→ FRAGMENT STRONY
------------
R.M. Sapolsky łączy psychologię, neurologię, immunologię i endokrynologię tworząc zbiór informacji na temat psychofizjologii stresu. Wskazuje i opisuje związek stanu psychicznego i wynikający z tego efekt fizjologiczny. W niniejszym wpisie zamieszczę ciekawe fragmenty z 1 rozdziału książki.
"(...) Patrząc z perspektywy ewolucji, przedłużający się stres psychologiczny jest w królestwie zwierząt wynalazkiem nowym, w dużym stopniu ograniczonym do ludzi i innych naczelnych, żyjących w społecznościach. Umiemy doświadczać niesamowicie silnych emocji(...) wywołanych jedynie myślą.
(...) Kiedy tak sobie siedzimy i zamartwiamy się różnymi kłopotami, uruchamiamy te same reakcje fizjologiczne [co stres krótkotrwały]. Jednak wywołane w sposób ciągły, sprowadzają na nas potencjalną katastrofę. Bardzo liczne dowody pokazują, że choroby związane ze stresem pojawiają się głównie wtedy, gdy nadmiernie aktywizujemy układu fizjologiczne, które wyewoluowały jako przystosowanie do reakcji na ostre zagrożenie natury fizycznej. My uruchamiamy je na kilka miesięcy bez przerwy, kiedy martwimy się hipotekami, związkami czy awansami.(...) Stresorem może bowiem być też samo przewidywanie, antycypacja tego, co może się zdarzyć. Czasem jesteśmy wystarczająco mądrzy, by pewne zdarzenia przewidzieć, i na tej tylko podstawie włączamy tak silną reakcję stresową, jakby sytuacja ta rzeczywiście wystąpiła.(...) Przy wystarczająco silnej aktywacji reakcja stresowa może powodować większe szkody niż sam stresor. Dzieje się tak zwłaszcza wtedy, gdy stres jest natury czysto psychologicznej. (...) U dzieci może dojść do zahamowania procesu wzrostu, aż do rzadkiego, ale rozpoznawanego pediatrycznego zaburzenia endokrynologicznego o nazwie karłowatość deprywacyjna czy psychospołeczna, a u dorosłych do zakłócenia procesów naprawy i przebudowy kości i innych tkanek.(...) Stres zwiększa ryzyko zapadnięcia na choroby, które sprawiają że jesteś chory, a jeśli już zapadłeś na chorobę, stres zwiększa ryzyko, że układ odpornościowy sobie z nią nie poradzi. (...) Podczas gdy poprzednie rozdziały dokumentują liczne słabości i podatność na choroby związane ze stresem, rozdział ostatni pokazuje, że dysponujemy olbrzymim potencjałem, żebt się przed wieloma z nich chronić. Z całą pewnością nie wszystko jest stracone".
------------
→ ZADANIE
Proszę przepisać część tekstu o stresie od słów "R.M. Sapolsky łączy" do słów "wywołanych jedynie myślą." włącznie. Zastąp w niej "wynalazkiem" wyrazem "zjawiskiem".

Zapisane pozycje:
------------
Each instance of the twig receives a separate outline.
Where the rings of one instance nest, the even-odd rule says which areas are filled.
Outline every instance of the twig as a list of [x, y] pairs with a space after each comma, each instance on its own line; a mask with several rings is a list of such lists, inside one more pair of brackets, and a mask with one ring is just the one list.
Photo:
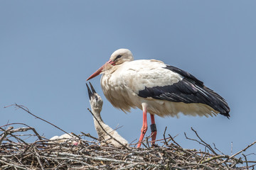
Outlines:
[[109, 136], [110, 137], [110, 138], [113, 139], [114, 141], [116, 141], [117, 142], [118, 142], [121, 146], [122, 146], [123, 147], [124, 147], [127, 149], [129, 149], [127, 146], [124, 146], [122, 143], [121, 143], [119, 140], [117, 140], [117, 139], [115, 139], [114, 137], [112, 137], [111, 135], [110, 135], [108, 132], [107, 132], [107, 131], [103, 128], [103, 127], [102, 126], [102, 125], [100, 124], [100, 121], [97, 119], [97, 118], [94, 115], [94, 114], [92, 113], [92, 112], [90, 110], [90, 108], [87, 108], [87, 110], [89, 110], [89, 112], [92, 115], [93, 118], [95, 118], [95, 119], [96, 120], [96, 121], [97, 122], [97, 123], [100, 125], [100, 128], [102, 128], [102, 130]]

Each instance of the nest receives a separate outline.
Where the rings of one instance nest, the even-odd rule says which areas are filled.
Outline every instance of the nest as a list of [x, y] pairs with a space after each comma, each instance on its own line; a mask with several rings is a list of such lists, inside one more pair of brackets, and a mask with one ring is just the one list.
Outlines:
[[[18, 108], [29, 112], [21, 106]], [[23, 127], [14, 128], [14, 124]], [[53, 142], [32, 127], [11, 123], [0, 127], [0, 169], [254, 169], [256, 161], [248, 160], [243, 152], [256, 141], [235, 154], [225, 155], [191, 130], [196, 139], [185, 133], [186, 139], [202, 144], [204, 151], [181, 147], [175, 137], [166, 135], [166, 130], [164, 139], [158, 141], [161, 146], [151, 146], [146, 137], [142, 143], [144, 148], [135, 148], [136, 144], [117, 148], [107, 141], [100, 144], [97, 138], [84, 132], [72, 134], [78, 142], [76, 146], [68, 140]], [[27, 142], [29, 137], [36, 139]]]
[[[101, 146], [97, 138], [85, 133], [73, 134], [79, 137], [78, 145], [74, 146], [68, 140], [49, 142], [31, 127], [14, 129], [9, 126], [1, 131], [1, 169], [245, 169], [254, 168], [256, 164], [247, 161], [245, 155], [235, 157], [242, 152], [232, 156], [218, 154], [218, 149], [213, 149], [200, 137], [191, 140], [204, 145], [206, 151], [183, 149], [171, 136], [161, 140], [162, 146], [149, 147], [146, 140], [145, 148], [137, 149]], [[29, 131], [33, 134], [25, 134]], [[28, 143], [21, 139], [28, 136], [36, 136], [38, 140]], [[82, 140], [84, 137], [92, 141]]]

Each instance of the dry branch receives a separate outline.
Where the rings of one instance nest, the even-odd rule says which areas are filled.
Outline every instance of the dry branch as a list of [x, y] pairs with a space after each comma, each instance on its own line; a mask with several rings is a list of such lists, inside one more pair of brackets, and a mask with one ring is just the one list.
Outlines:
[[[48, 142], [32, 127], [21, 123], [25, 127], [14, 128], [12, 125], [0, 127], [0, 169], [249, 169], [256, 165], [255, 160], [250, 160], [249, 155], [243, 153], [256, 141], [235, 154], [225, 155], [215, 144], [212, 147], [207, 144], [193, 129], [196, 139], [186, 135], [186, 137], [208, 149], [184, 149], [175, 137], [168, 135], [166, 138], [166, 130], [164, 139], [158, 140], [162, 144], [159, 146], [149, 147], [146, 139], [145, 149], [117, 148], [101, 146], [96, 137], [82, 132], [82, 135], [73, 134], [79, 138], [78, 146], [68, 142]], [[27, 142], [24, 140], [27, 137], [37, 140]]]

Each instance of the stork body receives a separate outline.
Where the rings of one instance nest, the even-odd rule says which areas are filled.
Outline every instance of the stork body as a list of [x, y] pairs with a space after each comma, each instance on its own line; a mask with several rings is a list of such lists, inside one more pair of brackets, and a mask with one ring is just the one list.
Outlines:
[[87, 84], [86, 84], [86, 86], [88, 90], [90, 103], [93, 114], [93, 120], [95, 130], [101, 144], [105, 144], [104, 143], [105, 142], [113, 144], [115, 147], [122, 147], [122, 144], [124, 146], [128, 145], [128, 142], [125, 139], [120, 136], [116, 130], [113, 130], [103, 122], [100, 115], [103, 101], [101, 97], [96, 93], [92, 85], [90, 83], [90, 84], [92, 91], [90, 89]]
[[114, 52], [110, 61], [87, 80], [101, 72], [104, 94], [114, 107], [124, 112], [131, 108], [143, 110], [140, 142], [147, 130], [147, 112], [153, 125], [153, 143], [156, 135], [154, 115], [178, 117], [182, 113], [208, 117], [220, 113], [230, 116], [225, 100], [194, 76], [159, 60], [133, 60], [127, 49]]

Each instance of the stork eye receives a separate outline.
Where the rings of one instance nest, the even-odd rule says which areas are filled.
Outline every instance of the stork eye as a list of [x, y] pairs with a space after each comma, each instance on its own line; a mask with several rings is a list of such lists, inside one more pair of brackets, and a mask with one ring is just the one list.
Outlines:
[[114, 61], [115, 61], [116, 60], [119, 59], [119, 58], [121, 58], [122, 55], [117, 55], [117, 57], [114, 59]]

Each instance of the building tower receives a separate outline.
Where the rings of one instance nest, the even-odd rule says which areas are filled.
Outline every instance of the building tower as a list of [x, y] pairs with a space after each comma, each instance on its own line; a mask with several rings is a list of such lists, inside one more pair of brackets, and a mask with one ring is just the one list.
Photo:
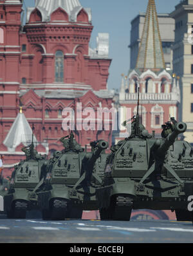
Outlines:
[[187, 123], [185, 140], [193, 144], [193, 0], [184, 0], [170, 14], [175, 19], [174, 72], [179, 77], [179, 119]]
[[[63, 149], [60, 138], [69, 133], [62, 125], [68, 115], [62, 112], [66, 108], [75, 111], [74, 133], [79, 144], [88, 150], [89, 143], [98, 139], [111, 144], [111, 117], [100, 119], [100, 130], [96, 123], [97, 108], [113, 106], [113, 92], [107, 88], [109, 34], [99, 33], [96, 48], [89, 47], [91, 11], [79, 0], [36, 0], [21, 25], [22, 2], [0, 0], [0, 154], [10, 153], [3, 142], [20, 105], [31, 128], [34, 124], [40, 152], [48, 148], [51, 154]], [[86, 108], [92, 108], [93, 118]], [[77, 120], [84, 119], [88, 130], [78, 130]], [[104, 129], [107, 119], [109, 130]], [[13, 157], [19, 148], [13, 148]], [[12, 156], [6, 160], [7, 166], [19, 162]]]
[[21, 1], [0, 1], [1, 142], [10, 129], [19, 103], [21, 12]]
[[[178, 84], [176, 77], [165, 70], [156, 5], [149, 0], [136, 68], [123, 78], [120, 105], [131, 108], [131, 115], [136, 115], [140, 87], [141, 121], [149, 132], [160, 134], [162, 124], [170, 117], [178, 118]], [[123, 123], [125, 117], [122, 118]]]

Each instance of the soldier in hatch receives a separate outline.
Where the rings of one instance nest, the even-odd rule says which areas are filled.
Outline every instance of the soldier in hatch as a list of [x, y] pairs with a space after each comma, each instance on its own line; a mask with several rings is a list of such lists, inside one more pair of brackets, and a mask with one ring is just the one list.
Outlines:
[[74, 139], [74, 135], [71, 132], [70, 135], [62, 137], [60, 141], [63, 143], [63, 146], [65, 151], [75, 150], [78, 152], [82, 152], [84, 149], [81, 148], [80, 145]]
[[177, 123], [174, 117], [171, 117], [170, 121], [163, 124], [161, 128], [163, 131], [161, 132], [162, 138], [165, 139], [169, 134], [172, 133], [174, 130], [174, 125]]
[[32, 143], [30, 146], [23, 148], [21, 150], [24, 152], [26, 157], [26, 160], [30, 160], [32, 159], [39, 160], [42, 159], [41, 155], [38, 153], [37, 150], [34, 150], [33, 143]]

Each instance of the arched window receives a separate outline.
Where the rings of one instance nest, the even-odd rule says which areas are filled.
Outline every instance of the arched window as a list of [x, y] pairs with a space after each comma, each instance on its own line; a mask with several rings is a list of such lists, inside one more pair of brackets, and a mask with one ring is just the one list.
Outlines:
[[25, 84], [26, 83], [26, 77], [23, 77], [22, 78], [22, 83]]
[[49, 110], [48, 108], [45, 110], [45, 117], [49, 117]]
[[165, 92], [165, 82], [166, 82], [165, 78], [163, 78], [161, 79], [161, 94], [164, 94]]
[[4, 43], [4, 31], [3, 28], [0, 28], [0, 44]]
[[155, 84], [151, 77], [148, 77], [145, 80], [145, 93], [155, 93]]
[[61, 108], [60, 108], [58, 112], [58, 117], [59, 118], [62, 117], [62, 110]]
[[64, 54], [62, 51], [55, 53], [55, 82], [64, 82]]

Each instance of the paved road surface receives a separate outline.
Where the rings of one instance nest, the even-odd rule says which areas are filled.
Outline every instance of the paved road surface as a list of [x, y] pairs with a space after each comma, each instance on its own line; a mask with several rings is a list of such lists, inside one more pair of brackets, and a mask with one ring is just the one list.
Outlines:
[[8, 219], [0, 215], [0, 243], [192, 243], [190, 222]]

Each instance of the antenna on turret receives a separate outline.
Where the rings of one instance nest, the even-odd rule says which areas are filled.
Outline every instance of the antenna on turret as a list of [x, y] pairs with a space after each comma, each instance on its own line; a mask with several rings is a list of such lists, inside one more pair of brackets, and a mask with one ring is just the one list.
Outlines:
[[140, 106], [140, 86], [138, 87], [138, 108], [137, 108], [137, 114], [136, 117], [136, 135], [139, 135], [140, 132], [140, 115], [139, 115], [139, 106]]
[[32, 124], [32, 144], [33, 143], [33, 135], [34, 135], [34, 134], [33, 134], [33, 130], [34, 130], [34, 124]]

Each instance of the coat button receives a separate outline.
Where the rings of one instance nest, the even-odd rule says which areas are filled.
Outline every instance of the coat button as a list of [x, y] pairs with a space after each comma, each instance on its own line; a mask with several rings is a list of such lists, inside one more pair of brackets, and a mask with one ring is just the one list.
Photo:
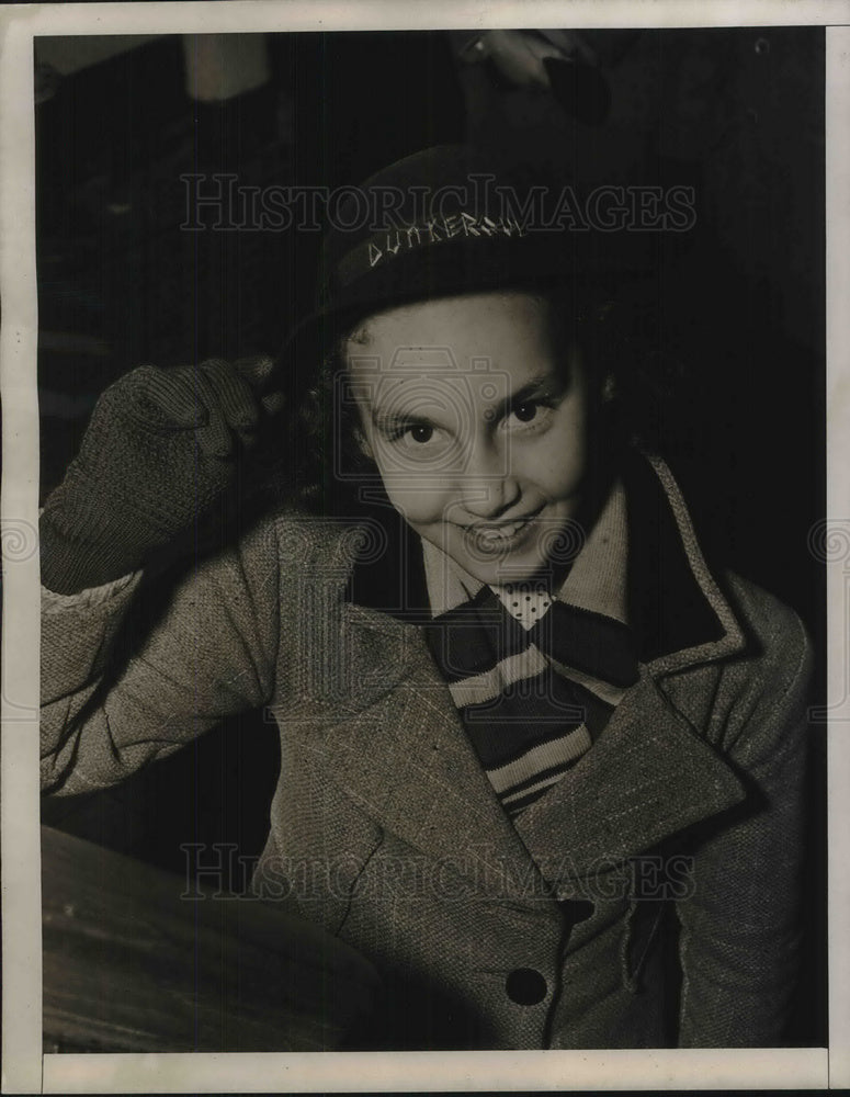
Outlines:
[[536, 1006], [546, 997], [546, 980], [533, 968], [517, 968], [508, 975], [505, 988], [518, 1006]]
------------
→ ODPOWIEDŹ
R.M. Sapolsky łączy psychologię, neurologię, immunologię i endokrynologię tworząc zbiór informacji na temat psychofizjologii stresu. Wskazuje i opisuje związek stanu psychicznego i wynikający z tego efekt fizjologiczny. W niniejszym wpisie zamieszczę ciekawe fragmenty z 1 rozdziału książki.
"(...) Patrząc z perspektywy ewolucji, przedłużający się stres psychologiczny jest w królestwie zwierząt zjawiskiem nowym, w dużym stopniu ograniczonym do ludzi i innych naczelnych, żyjących w społecznościach. Umiemy doświadczać niesamowicie silnych emocji(...) wywołanych jedynie myślą.